Sunday, March 7, 2010

Our own Greek tragedy

Via Instapundit I found this BRILLIANT piece by Mark Steyn, published in the Washington Times, which looks at the fiscal crisis that is about to tear the European Union apart (or at least see the Greek social welfare state collapse), and explains in impressively understandable terms how the Greece/EU tragedy is but foreshadowing of the tragedies awaiting California and the rest of America if we don't act soon to reign in unsustainable levels of government spending.

Among the key points:

[Greece's] socialist government has been forced into supporting a package of austerity measures. The Greek people's response is: Nuts to that. Public sector workers have succeeded in redefining time itself: Every year, they receive 14 monthly payments. You do the math. And for about seven months' work - for many of them the workday ends at 2:30 p.m. When they retire, they get 14 monthly pension payments. In other words: Economic reality is not my problem. I want my benefits. And, if it bankrupts the entire state a generation from now, who cares as long as they keep the checks coming until I croak?

We hard-hearted, small-government guys are often damned as selfish types who care nothing for the general welfare. But, as the Greek protests make plain, nothing makes an individual more selfish than the socially equitable communitarianism of big government. Once a chap's enjoying the fruits of government health care, government-paid vacation, government-funded early retirement, and all the rest, he couldn't give a hoot about the general societal interest. He's got his, and to hell with everyone else. People's sense of entitlement endures long after the entitlement has ceased to make sense.

And:

[The Greek and American situations are] part of the same story. It's just that Greece is a little further along in the plot: They're at the point where the canoe is about to plunge over the falls. America is further upstream and can still pull for shore, but has decided instead that what it needs to do is catch up with the Greek canoe. Chapter One (the introduction of unsustainable entitlements) leads eventually to Chapter 20 (total societal collapse): The Greeks are at Chapter 17 or 18.

EXCERPTED DATA:
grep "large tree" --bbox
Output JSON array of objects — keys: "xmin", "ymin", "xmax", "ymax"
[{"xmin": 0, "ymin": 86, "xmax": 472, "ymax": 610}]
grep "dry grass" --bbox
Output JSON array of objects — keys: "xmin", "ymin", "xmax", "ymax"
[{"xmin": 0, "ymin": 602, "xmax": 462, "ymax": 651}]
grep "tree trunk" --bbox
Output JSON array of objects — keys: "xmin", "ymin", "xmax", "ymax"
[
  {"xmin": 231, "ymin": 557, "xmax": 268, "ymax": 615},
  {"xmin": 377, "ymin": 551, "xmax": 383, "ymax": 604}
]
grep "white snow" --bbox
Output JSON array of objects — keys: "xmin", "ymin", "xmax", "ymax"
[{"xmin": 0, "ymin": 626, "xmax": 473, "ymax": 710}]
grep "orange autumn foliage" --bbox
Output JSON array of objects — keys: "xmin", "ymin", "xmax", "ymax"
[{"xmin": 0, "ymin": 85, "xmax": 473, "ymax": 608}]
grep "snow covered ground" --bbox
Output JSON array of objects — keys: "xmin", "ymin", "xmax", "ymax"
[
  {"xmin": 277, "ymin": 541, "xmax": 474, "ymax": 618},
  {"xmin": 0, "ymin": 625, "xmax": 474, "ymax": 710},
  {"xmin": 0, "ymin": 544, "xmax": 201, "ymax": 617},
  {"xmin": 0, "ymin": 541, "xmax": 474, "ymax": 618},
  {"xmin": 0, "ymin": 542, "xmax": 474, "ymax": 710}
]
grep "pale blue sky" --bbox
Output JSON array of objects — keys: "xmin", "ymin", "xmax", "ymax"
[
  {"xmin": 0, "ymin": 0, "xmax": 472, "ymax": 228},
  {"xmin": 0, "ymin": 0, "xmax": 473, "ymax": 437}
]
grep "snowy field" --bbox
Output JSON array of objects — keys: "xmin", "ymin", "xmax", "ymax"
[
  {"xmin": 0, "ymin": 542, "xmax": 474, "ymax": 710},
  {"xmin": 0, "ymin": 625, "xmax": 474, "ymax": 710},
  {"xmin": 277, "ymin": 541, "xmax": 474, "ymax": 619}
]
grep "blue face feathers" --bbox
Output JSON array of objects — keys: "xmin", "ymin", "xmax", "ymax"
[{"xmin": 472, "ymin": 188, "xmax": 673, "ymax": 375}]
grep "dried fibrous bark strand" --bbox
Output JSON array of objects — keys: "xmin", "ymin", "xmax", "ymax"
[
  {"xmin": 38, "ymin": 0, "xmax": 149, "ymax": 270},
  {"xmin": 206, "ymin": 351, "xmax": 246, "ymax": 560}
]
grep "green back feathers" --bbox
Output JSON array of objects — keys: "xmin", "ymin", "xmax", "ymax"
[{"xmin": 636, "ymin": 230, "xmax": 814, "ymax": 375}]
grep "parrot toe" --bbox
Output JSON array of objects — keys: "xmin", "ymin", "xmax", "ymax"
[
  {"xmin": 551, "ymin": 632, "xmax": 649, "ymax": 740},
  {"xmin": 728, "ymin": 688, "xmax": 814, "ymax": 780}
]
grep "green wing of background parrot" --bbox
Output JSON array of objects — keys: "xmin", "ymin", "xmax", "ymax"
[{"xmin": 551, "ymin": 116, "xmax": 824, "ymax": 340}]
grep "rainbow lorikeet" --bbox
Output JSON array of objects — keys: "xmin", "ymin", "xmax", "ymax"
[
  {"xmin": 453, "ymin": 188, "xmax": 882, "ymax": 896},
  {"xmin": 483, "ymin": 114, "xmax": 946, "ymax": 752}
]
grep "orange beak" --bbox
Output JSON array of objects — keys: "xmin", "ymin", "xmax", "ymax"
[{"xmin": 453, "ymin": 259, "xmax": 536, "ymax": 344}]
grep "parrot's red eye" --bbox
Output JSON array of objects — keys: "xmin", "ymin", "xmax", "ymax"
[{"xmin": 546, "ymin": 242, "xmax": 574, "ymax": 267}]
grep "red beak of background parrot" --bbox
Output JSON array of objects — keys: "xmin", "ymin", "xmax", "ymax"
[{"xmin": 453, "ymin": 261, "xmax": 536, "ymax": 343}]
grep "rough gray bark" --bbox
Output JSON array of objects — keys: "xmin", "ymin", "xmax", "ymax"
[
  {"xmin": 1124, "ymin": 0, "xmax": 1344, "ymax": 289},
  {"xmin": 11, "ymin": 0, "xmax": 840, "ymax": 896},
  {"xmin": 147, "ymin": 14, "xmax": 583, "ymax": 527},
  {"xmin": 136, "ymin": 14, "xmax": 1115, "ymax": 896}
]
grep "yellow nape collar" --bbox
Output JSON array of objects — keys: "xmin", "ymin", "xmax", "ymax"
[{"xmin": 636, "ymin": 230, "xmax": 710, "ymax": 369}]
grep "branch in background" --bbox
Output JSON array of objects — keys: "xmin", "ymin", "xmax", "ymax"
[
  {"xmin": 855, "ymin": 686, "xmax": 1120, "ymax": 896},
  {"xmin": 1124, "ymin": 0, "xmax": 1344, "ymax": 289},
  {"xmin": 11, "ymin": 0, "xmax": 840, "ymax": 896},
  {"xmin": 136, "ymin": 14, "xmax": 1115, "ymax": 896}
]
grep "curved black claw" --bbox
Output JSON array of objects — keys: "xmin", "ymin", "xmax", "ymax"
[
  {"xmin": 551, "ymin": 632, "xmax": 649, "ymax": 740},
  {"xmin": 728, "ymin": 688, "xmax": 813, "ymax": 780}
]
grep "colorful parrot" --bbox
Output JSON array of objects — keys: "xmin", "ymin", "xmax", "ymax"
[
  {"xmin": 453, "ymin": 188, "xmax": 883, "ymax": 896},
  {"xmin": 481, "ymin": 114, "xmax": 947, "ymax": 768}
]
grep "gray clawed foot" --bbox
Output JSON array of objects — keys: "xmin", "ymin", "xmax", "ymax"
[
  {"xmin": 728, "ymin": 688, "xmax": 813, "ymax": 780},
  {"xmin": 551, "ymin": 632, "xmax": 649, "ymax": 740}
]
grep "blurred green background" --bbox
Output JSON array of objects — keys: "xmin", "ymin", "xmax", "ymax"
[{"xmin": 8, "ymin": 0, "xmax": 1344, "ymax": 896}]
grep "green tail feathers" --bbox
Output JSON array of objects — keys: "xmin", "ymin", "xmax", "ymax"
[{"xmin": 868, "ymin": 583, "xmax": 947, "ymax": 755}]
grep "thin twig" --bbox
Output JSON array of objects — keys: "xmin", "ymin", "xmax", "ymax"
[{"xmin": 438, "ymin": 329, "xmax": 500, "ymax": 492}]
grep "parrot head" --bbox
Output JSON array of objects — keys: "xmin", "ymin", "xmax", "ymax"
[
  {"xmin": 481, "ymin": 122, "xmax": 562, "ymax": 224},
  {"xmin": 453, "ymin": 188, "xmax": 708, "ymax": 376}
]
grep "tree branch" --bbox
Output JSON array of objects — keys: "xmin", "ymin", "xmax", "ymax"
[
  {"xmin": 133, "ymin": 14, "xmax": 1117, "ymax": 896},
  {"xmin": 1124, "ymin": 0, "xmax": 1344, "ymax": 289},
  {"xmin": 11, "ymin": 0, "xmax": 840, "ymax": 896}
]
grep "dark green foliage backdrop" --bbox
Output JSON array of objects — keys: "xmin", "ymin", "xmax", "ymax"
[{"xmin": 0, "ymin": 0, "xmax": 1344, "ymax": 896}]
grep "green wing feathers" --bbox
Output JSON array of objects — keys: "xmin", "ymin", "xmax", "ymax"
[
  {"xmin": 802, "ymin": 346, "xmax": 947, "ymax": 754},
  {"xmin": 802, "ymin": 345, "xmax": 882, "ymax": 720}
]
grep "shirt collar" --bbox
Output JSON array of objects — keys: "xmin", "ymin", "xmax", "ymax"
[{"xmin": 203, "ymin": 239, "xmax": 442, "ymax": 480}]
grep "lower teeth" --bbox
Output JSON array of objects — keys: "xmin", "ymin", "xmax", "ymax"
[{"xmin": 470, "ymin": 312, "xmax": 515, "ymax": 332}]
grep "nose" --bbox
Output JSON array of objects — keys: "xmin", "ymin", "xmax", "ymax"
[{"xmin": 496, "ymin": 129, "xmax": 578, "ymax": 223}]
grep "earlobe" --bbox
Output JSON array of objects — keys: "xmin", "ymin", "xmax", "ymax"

GIVEN REQUEST 1:
Reproduce the passage of the post about Greece's fiscal crisis that begins at the words "Our own Greek" and stops after "of government spending.".
GIVEN REQUEST 2:
Summarize the post about Greece's fiscal crisis in two sentences.
GIVEN REQUEST 3:
Go on with the post about Greece's fiscal crisis from the point where it stops.

FINAL ANSWER 1:
Our own Greek tragedy

Via Instapundit I found this BRILLIANT piece by Mark Steyn, published in the Washington Times, which looks at the fiscal crisis that is about to tear the European Union apart (or at least see the Greek social welfare state collapse), and explains in impressively understandable terms how the Greece/EU tragedy is but foreshadowing of the tragedies awaiting California and the rest of America if we don't act soon to reign in unsustainable levels of government spending.

FINAL ANSWER 2:
The post praises a Mark Steyn piece in the Washington Times arguing that Greece's fiscal crisis foreshadows what awaits California and the rest of America unless unsustainable government spending is curbed. The quoted passages describe Greek public sector workers rejecting austerity while receiving 14 monthly payments, argue that big government makes individuals selfish, and liken Greece to a canoe about to plunge over the falls while America, still upstream, is trying to catch up with it.

FINAL ANSWER 3:
What's happening in the developed world today isn't so very hard to understand: The 20th century Bismarckian welfare state has run out of people to stick it to. In America, the feckless insatiable boobs in Washington, Sacramento, Albany and elsewhere are screwing over our kids and grandkids. In Europe, they've reached the next stage in social democratic evolution: There are no kids or grandkids to screw over.

A nation cannot tax itself into prosperity. The government cannot make everyone financially comfortable by just issuing more checks. Eventually somebody, somewhere has to pay for all the socialist largesse. And the problem with socialism is, of course, that eventually you run out of other peoples' money.

3 comments:

Unknown said...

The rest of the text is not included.